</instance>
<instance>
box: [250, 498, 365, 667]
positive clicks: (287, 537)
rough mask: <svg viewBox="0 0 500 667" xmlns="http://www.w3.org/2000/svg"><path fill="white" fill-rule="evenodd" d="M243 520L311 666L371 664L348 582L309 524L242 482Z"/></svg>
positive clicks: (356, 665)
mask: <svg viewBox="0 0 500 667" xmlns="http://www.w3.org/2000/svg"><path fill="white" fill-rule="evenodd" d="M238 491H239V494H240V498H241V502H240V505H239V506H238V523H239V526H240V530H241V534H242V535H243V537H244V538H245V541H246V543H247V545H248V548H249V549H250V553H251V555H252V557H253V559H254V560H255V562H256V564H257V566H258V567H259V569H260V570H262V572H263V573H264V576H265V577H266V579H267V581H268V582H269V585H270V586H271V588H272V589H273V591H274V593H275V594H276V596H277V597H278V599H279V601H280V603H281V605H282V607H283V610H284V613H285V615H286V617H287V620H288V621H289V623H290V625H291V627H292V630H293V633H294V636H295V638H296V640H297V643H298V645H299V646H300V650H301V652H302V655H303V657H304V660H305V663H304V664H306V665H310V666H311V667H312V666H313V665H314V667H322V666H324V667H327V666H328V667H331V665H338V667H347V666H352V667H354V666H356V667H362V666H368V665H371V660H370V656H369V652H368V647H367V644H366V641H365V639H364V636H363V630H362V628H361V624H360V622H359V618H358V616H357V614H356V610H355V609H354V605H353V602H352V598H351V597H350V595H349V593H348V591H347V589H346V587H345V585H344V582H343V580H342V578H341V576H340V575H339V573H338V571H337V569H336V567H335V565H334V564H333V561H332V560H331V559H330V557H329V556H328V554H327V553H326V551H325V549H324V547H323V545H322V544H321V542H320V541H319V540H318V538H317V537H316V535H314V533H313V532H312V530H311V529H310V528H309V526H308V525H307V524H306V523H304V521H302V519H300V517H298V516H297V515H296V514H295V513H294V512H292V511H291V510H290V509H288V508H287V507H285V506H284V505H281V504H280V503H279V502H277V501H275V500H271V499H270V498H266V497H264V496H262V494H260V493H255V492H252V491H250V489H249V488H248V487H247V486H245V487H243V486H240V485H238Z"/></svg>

What this task involves
Copy verbatim, from the listing above, each line from the one containing "box: [250, 498, 365, 667]" down to the one containing "rough mask: <svg", inclusive.

Solution to the problem
box: [250, 498, 365, 667]
positive clicks: (287, 537)
rough mask: <svg viewBox="0 0 500 667" xmlns="http://www.w3.org/2000/svg"><path fill="white" fill-rule="evenodd" d="M243 520L311 666L371 664L348 582L309 524L242 482Z"/></svg>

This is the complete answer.